*** Records shown ***

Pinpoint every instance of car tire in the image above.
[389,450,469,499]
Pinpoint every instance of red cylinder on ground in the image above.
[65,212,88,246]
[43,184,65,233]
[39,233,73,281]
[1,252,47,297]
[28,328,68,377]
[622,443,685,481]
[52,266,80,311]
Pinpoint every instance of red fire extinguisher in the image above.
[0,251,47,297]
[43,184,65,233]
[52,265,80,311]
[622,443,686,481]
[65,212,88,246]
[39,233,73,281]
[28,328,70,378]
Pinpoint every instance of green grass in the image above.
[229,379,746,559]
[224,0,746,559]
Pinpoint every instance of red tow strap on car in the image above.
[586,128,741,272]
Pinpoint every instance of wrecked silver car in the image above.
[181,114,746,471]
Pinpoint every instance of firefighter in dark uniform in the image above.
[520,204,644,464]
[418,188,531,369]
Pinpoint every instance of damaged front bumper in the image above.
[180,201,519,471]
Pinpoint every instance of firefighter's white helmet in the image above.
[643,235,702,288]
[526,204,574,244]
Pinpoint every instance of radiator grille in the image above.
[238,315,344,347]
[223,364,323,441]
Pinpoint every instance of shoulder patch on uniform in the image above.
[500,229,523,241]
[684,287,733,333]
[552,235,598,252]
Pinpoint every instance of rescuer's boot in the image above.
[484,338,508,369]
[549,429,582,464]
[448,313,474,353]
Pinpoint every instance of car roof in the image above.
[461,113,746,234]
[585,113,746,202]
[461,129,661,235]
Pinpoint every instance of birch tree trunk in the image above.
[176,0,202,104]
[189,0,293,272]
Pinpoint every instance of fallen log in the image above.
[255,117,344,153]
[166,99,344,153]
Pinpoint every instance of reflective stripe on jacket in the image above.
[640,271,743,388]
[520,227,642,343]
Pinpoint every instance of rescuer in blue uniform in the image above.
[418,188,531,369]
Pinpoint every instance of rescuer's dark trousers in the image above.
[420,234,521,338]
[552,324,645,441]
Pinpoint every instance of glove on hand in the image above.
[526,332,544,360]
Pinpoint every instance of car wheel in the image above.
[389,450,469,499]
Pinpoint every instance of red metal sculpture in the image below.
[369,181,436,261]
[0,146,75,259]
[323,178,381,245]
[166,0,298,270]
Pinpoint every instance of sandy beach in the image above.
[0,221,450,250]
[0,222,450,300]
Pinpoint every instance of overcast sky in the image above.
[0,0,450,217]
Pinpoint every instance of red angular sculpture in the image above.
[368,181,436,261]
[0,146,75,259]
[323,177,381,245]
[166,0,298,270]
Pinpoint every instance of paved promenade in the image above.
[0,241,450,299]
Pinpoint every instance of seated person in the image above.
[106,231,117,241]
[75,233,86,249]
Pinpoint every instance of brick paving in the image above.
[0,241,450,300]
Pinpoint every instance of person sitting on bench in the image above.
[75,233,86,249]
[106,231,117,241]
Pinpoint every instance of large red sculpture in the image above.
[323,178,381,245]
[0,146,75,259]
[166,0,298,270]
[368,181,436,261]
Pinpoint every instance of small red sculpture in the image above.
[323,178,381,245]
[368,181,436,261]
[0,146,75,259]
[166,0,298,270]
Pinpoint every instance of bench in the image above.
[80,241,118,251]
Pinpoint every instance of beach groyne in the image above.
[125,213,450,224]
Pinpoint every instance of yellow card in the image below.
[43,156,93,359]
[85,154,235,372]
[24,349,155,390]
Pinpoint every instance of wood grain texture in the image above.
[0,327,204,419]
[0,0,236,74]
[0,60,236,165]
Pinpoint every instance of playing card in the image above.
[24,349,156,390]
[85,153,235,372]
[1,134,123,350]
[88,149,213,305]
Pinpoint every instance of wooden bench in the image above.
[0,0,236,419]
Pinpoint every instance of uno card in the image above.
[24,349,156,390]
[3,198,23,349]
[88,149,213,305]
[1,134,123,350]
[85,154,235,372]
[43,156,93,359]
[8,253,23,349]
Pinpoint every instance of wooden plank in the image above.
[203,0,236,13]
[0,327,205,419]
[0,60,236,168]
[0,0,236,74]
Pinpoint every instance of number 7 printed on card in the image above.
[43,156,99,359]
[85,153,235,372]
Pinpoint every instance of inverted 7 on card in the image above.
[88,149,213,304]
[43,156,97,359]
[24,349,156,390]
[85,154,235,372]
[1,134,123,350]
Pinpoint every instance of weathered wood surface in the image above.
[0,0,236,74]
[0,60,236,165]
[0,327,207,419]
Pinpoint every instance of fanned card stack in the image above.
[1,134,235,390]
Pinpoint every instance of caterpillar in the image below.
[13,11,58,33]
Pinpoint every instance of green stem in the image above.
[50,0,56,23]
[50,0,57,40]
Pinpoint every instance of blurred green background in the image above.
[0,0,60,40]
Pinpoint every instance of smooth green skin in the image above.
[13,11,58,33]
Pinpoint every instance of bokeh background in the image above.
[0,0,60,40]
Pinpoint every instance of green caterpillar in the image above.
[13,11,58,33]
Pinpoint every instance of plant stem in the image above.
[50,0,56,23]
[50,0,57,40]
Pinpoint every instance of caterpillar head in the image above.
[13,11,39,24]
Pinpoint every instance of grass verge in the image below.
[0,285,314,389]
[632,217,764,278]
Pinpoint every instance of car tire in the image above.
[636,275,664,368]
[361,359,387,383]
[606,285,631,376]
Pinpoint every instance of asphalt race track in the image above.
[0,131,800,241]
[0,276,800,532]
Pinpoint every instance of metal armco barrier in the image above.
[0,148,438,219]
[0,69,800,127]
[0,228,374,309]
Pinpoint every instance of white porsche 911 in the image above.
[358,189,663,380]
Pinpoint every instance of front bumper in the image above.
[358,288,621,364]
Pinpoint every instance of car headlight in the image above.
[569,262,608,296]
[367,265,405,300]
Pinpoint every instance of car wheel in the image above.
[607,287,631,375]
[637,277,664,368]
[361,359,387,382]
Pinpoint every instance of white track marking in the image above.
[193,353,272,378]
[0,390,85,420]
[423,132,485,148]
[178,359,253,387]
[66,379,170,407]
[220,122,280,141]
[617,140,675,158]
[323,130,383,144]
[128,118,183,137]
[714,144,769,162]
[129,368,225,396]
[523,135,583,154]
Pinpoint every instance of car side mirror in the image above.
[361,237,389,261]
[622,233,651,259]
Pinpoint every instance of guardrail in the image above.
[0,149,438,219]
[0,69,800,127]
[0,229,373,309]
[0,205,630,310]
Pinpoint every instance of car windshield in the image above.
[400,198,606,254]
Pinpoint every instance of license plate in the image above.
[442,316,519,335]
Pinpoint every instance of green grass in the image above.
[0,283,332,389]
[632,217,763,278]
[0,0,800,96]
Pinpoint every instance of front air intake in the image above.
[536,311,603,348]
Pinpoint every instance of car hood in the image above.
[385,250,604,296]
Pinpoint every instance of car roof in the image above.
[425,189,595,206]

***

● Task to carry out
Revise all of the items above by changing each "Pinpoint" to "Locate", keeping everything else as it is.

● Answer to this problem
Locate every instance of car tire in the image above.
[389,450,469,499]
Locate every instance of red cylinder on ground in the image above.
[65,212,88,246]
[43,184,65,233]
[39,233,73,281]
[1,252,47,297]
[28,328,68,377]
[622,443,685,481]
[52,266,80,311]
Locate every instance of red fire extinguisher in the image above.
[0,251,47,297]
[43,184,65,233]
[52,265,80,311]
[622,443,686,481]
[65,212,88,246]
[39,233,73,281]
[28,328,70,378]
Locate every instance of green grass in the image above.
[229,379,746,559]
[224,0,746,559]
Locate every instance of red tow strap on car in the image above.
[586,128,741,272]
Locate every instance of wrecked silver car in the image above.
[181,114,746,471]
Locate every instance of firefighter in dark uniform in the image above.
[520,204,644,464]
[418,188,531,369]
Locate every instance of damaged front bumper in the image above.
[180,201,519,471]
Locate every instance of firefighter's white helmet in the image above.
[643,235,702,288]
[526,204,574,244]
Locate every instance of radiator grille in the image above.
[238,315,344,347]
[223,364,323,441]
Locate every instance of shoulder patch on uniform in the image above.
[500,229,523,241]
[684,287,733,333]
[552,235,598,252]
Locate every instance of rescuer's boot in the image above.
[484,338,508,369]
[549,429,582,464]
[448,313,474,353]
Locate every instance of car roof in the image above.
[461,113,746,234]
[585,113,746,202]
[461,129,661,235]
Locate every instance of birch tree trunk in the image above.
[176,0,202,104]
[189,0,293,272]
Locate every instance of fallen log in the image above.
[255,117,344,153]
[166,99,344,153]
Locate every instance of reflective stripe on jacket in the image above.
[640,271,743,388]
[520,227,642,343]
Locate every instance of rescuer in blue uniform in the image above.
[418,188,531,369]
Locate every instance of rescuer's dark trousers in the image above.
[420,234,521,338]
[552,324,645,441]
Locate every instance of glove on hand in the image above.
[526,332,544,360]
Locate every instance of car wheel in the image above.
[389,450,469,499]
Locate every instance of red metal sculpture in the image below.
[369,181,436,261]
[0,146,75,259]
[323,178,381,245]
[166,0,298,270]
Locate every instance of sandy beach in the image above.
[0,221,450,250]
[0,222,450,300]
Locate every instance of overcast sky in the image above.
[0,0,450,217]
Locate every instance of red angular sculpture in the image above.
[368,181,436,261]
[0,146,75,259]
[323,177,381,245]
[166,0,298,270]
Locate every instance of paved promenade in the image above.
[0,241,450,299]
Locate every instance of seated person in the image above.
[106,231,117,241]
[75,233,86,249]
Locate every instance of brick paving in the image above.
[0,241,450,300]
Locate every instance of person sitting on bench in the image above.
[75,233,86,249]
[106,231,117,241]
Locate every instance of large red sculpture in the image above.
[323,178,381,245]
[0,146,75,259]
[166,0,298,270]
[368,181,436,261]
Locate every instance of small red sculpture in the image above.
[323,178,381,245]
[368,181,436,261]
[0,146,75,259]
[166,0,298,270]
Locate every instance of bench in the image above.
[80,241,118,251]
Locate every instance of beach groyne in the image above.
[125,213,450,224]
Locate every instance of yellow card in the image below.
[43,156,93,359]
[85,154,235,372]
[24,349,155,390]
Locate every instance of wood grain texture in the image above.
[0,327,204,419]
[0,0,236,74]
[0,60,236,165]
Locate every instance of playing card in the image above.
[24,349,156,390]
[85,153,235,372]
[1,134,123,350]
[88,149,213,305]
Locate every instance of wooden bench in the image above.
[0,0,236,419]
Locate every instance of uno card in the image above.
[24,349,156,390]
[3,198,23,349]
[88,149,213,305]
[1,134,123,350]
[85,154,235,372]
[43,156,93,359]
[8,253,23,349]
Locate every instance of wooden plank in the image above.
[203,0,236,13]
[0,327,205,419]
[0,60,236,168]
[0,0,236,74]
Locate every instance of number 7 printed on card in the image above.
[43,156,99,359]
[85,153,235,372]
Locate every instance of inverted 7 on card in the image above.
[88,149,213,304]
[43,156,97,359]
[24,349,156,390]
[85,154,235,372]
[1,134,123,350]
Locate every instance of weathered wood surface in the image above.
[0,0,236,74]
[0,60,236,165]
[0,327,207,419]
Locate every instance of fanned card stack in the image above.
[1,134,235,390]
Locate every instance of caterpillar in the image below.
[13,11,58,33]
Locate every instance of green stem in the image above.
[50,0,56,23]
[50,0,57,40]
Locate every instance of blurred green background in the image above.
[0,0,60,40]
Locate every instance of smooth green skin in the image above.
[13,11,58,33]
Locate every instance of bokeh background in the image above.
[0,0,60,40]
Locate every instance of green caterpillar in the image above.
[13,11,58,33]
Locate every instance of plant stem in the image above.
[50,0,56,23]
[50,0,57,40]
Locate every instance of caterpillar head in the image above.
[13,11,39,24]
Locate every instance of grass verge in the image below.
[0,285,314,389]
[632,217,764,278]
Locate every instance of car tire in the image above.
[636,275,664,368]
[361,359,387,383]
[606,285,631,376]
Locate every instance of asphalt race track in the image above.
[0,131,800,241]
[0,276,800,532]
Locate every instance of metal armco barrier in the image above.
[0,148,438,219]
[0,69,800,127]
[0,228,374,309]
Locate every instance of white porsche 911 in the image above.
[358,189,663,380]
Locate every instance of front bumper in the image above.
[358,288,621,364]
Locate every instance of car headlight in the image above.
[569,262,608,296]
[367,265,405,300]
Locate every instance of car wheel in the image above.
[607,287,631,375]
[637,277,664,368]
[361,359,387,382]
Locate every instance of white track marking in the image above.
[193,353,272,378]
[0,390,85,420]
[423,132,485,148]
[178,359,253,387]
[66,379,170,407]
[220,122,280,141]
[617,140,675,158]
[323,130,383,144]
[128,118,183,137]
[714,144,769,162]
[129,368,225,396]
[523,135,583,154]
Locate every instance of car side mirror in the image above.
[361,237,389,261]
[622,233,651,259]
Locate every instance of guardrail in the image above.
[0,149,438,219]
[0,69,800,127]
[0,229,373,309]
[0,205,630,310]
Locate every instance of car windshield in the image above.
[400,198,606,254]
Locate every instance of license plate in the image above.
[442,316,519,335]
Locate every instance of green grass in the image above.
[0,283,332,389]
[632,217,763,278]
[0,0,800,96]
Locate every instance of front air intake in the image above.
[536,311,603,348]
Locate every instance of car hood in the image above.
[385,250,604,296]
Locate every instance of car roof in the image above.
[425,189,595,206]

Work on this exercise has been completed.